[Data records]
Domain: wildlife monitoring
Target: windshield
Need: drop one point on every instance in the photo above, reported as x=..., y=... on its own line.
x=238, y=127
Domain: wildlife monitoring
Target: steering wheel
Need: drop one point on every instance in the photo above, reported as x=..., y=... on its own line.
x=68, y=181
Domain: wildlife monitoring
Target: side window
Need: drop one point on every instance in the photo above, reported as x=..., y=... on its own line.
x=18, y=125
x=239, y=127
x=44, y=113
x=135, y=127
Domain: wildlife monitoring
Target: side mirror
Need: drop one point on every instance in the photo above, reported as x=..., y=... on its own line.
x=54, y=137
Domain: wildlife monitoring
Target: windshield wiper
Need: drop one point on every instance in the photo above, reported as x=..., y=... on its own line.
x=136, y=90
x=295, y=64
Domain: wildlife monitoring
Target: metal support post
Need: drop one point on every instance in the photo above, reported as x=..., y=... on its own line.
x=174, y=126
[/Data records]
Answer with one number: how many lines of the entries above include the word "side".

2